== Study material

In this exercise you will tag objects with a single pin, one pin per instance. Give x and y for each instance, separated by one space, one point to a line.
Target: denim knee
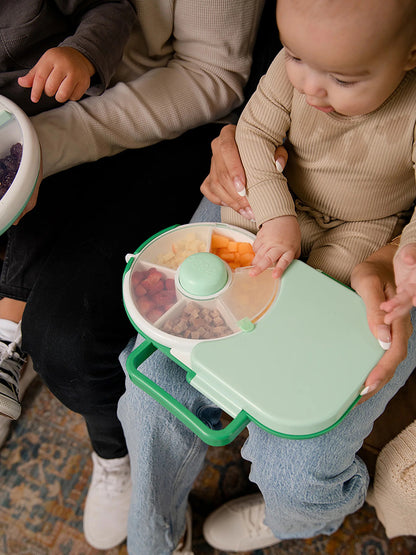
308 486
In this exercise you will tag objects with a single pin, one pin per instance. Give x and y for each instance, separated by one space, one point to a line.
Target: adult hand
226 181
374 281
34 197
405 276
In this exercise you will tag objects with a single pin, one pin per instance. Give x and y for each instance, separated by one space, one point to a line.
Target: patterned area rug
45 468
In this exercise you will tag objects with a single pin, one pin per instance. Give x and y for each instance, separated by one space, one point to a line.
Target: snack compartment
174 246
152 289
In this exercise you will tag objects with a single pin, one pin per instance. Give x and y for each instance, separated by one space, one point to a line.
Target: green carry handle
204 432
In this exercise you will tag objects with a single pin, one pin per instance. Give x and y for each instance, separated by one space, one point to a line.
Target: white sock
10 331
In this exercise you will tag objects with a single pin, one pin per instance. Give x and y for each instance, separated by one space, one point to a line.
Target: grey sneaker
12 360
27 376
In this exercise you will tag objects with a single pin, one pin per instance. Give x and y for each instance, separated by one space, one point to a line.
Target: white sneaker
108 501
185 546
27 376
238 525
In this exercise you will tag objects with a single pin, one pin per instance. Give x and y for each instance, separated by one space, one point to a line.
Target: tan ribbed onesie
349 180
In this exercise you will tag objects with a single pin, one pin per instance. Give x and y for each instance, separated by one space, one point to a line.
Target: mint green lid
202 274
302 367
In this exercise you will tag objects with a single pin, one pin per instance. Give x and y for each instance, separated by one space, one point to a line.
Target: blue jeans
309 486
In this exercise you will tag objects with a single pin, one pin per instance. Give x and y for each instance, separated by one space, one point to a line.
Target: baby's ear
411 60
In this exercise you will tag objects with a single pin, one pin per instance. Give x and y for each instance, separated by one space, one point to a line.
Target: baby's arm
278 241
405 277
62 72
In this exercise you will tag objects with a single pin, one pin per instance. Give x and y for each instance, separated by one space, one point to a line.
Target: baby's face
342 60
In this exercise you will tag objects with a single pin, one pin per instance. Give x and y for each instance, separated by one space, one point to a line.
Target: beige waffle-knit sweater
342 169
185 65
394 491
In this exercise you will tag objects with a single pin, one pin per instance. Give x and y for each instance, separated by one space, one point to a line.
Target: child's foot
12 361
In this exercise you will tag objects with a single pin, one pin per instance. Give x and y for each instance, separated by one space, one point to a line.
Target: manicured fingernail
369 388
250 214
239 187
384 337
278 163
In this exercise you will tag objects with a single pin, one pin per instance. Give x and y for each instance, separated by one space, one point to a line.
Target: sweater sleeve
201 80
394 493
409 232
262 127
102 31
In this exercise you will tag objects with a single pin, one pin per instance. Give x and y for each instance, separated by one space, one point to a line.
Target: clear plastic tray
161 307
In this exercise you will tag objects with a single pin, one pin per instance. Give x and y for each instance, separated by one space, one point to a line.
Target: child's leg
338 250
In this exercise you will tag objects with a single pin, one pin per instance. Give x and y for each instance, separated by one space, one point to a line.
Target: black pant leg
75 325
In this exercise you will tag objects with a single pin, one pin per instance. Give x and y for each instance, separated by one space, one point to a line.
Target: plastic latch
5 116
245 324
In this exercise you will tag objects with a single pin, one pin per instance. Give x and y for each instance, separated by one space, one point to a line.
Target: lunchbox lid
19 147
302 367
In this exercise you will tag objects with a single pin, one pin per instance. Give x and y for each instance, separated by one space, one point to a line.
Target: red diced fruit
140 290
154 293
164 297
145 305
154 314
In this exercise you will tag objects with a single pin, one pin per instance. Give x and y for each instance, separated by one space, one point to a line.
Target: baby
342 92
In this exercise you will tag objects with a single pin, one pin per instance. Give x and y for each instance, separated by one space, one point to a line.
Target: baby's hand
62 71
405 276
278 241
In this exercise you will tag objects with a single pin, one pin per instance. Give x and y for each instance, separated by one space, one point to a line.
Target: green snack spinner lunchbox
291 355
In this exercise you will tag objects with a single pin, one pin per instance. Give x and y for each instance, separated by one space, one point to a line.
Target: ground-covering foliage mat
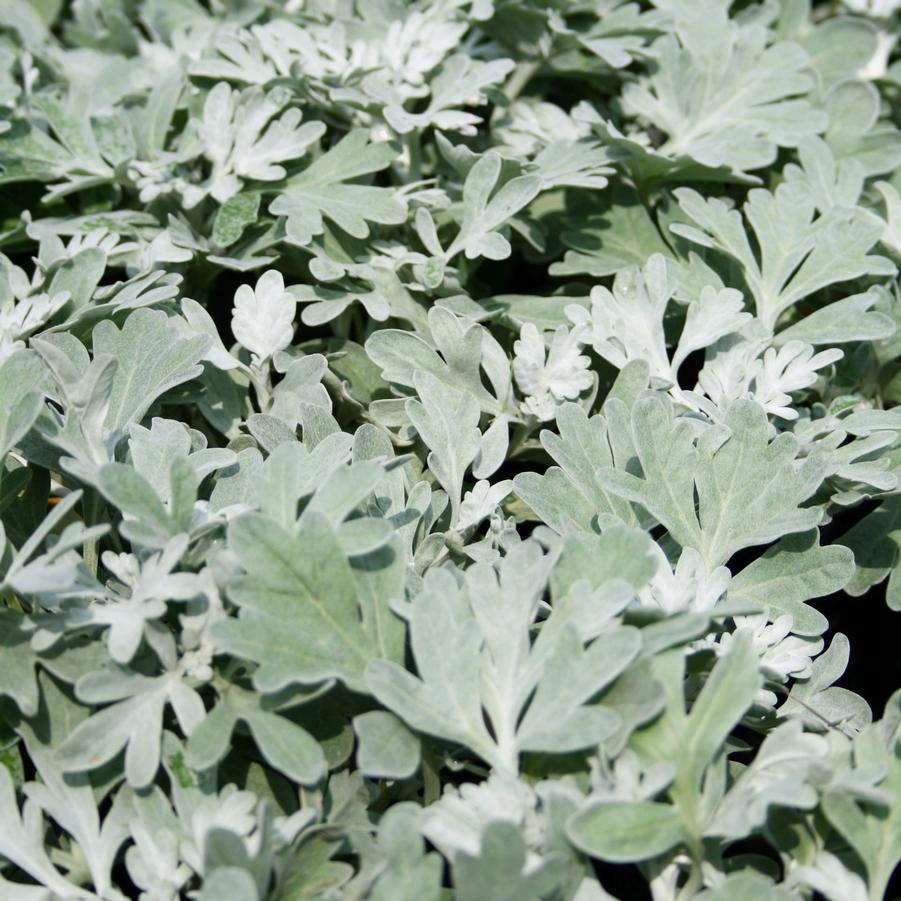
439 445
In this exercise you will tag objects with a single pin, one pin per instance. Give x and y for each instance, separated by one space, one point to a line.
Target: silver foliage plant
426 430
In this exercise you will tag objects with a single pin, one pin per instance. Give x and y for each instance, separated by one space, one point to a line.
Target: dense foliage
426 430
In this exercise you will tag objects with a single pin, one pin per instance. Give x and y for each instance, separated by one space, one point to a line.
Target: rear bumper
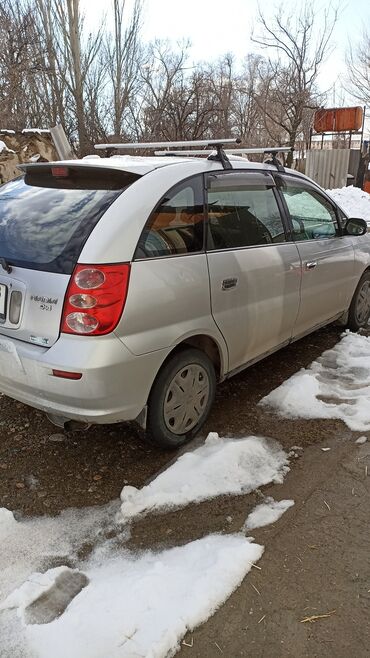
114 386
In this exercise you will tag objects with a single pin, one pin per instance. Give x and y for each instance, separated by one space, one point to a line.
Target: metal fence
328 168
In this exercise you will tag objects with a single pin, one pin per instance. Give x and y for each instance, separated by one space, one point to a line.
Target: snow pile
141 606
355 202
337 385
4 148
267 512
220 466
119 603
36 131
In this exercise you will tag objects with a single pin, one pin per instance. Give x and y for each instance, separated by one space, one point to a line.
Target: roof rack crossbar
166 145
236 151
218 144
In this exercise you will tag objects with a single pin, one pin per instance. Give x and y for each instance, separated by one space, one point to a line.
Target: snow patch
267 512
337 385
35 131
220 466
141 607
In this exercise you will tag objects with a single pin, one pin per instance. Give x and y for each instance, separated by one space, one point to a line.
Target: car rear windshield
47 215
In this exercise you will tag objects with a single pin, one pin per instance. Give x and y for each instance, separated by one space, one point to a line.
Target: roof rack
217 145
272 151
210 146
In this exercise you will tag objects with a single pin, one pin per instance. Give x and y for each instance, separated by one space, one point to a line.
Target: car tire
181 398
359 311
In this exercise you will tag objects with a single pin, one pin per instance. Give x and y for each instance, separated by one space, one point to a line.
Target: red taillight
95 299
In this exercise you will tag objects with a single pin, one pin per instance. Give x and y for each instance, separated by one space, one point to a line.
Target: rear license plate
3 300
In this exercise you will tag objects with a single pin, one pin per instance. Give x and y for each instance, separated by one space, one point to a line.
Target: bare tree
18 63
124 58
299 47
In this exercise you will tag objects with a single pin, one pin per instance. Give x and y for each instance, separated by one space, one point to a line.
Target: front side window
313 217
242 211
177 224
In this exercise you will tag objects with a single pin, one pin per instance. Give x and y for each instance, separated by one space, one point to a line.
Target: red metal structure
343 119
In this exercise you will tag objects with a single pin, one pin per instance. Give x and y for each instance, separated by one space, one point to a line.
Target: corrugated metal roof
328 168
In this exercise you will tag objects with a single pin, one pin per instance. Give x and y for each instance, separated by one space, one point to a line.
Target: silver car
130 285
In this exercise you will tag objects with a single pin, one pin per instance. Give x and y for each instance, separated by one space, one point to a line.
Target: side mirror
355 226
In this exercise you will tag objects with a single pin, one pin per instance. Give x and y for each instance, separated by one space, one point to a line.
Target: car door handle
228 284
310 265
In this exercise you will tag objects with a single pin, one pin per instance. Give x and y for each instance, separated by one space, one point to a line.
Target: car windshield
45 219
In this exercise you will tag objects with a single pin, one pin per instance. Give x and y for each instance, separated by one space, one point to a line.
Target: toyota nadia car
130 285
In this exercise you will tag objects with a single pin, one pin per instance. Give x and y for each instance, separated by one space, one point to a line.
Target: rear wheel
359 311
181 398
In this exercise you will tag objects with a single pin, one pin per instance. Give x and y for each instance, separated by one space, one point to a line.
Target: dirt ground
316 559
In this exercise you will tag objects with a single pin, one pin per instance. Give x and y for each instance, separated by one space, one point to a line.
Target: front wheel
359 311
181 398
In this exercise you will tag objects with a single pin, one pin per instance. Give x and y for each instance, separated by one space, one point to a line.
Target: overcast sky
215 27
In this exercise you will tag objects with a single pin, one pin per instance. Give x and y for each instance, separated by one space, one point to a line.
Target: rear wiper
5 265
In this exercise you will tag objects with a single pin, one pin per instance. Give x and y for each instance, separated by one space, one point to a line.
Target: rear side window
312 215
45 220
176 226
242 211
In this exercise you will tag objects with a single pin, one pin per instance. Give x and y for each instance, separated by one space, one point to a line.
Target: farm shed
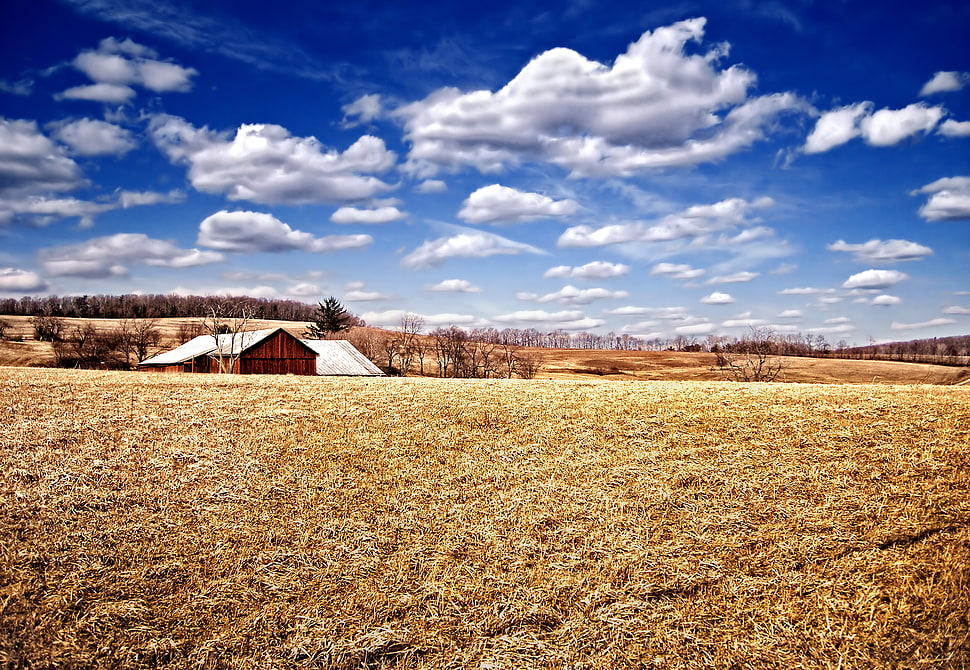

====

[Description of the task]: Take the lines from the one holding "Target: toyota nadia car" through the last line of the data above and copy them exactly, both ends included, omitting all pictures.

[Expected answer]:
Target: toyota nadia car
130 285
In this exercise you will tag objects with a single pin, one pin per instance. Give x and y for each instance, separated by one space, one point to a line.
Target: rear wheel
359 311
181 398
In this exercise you will tag objects with a single pin, one pin per instance. Give x and y for each instance, separated by one space, one point to a line.
Target: dirt ground
316 559
In this exercise you will tag objects with a single pin, one pin per instance. Give x and y for each instance, separated by one space, one point to a line.
Target: front wheel
359 311
181 398
In this exercise you will tag objects with a single pin, one pin per instance. Give x and y for each instance, separated by one space, one point to a line.
Target: overcast sky
215 27
In this exercise you will tag objects with a single pin, one pin per instance. Give x and y for each instance, separated by one space, one point to a line.
Target: rear wiper
5 265
In this exercise you will tag objects with a single pin, one pin per instance. Give x and y for each instance, separated by one space, one point to a line.
Target: rear side window
312 215
45 220
176 226
242 211
In this exercise you will tag objects with a single pin, one pin per instance. Give x and y for each instance, separated by one space, one point to a line.
Target: farm shed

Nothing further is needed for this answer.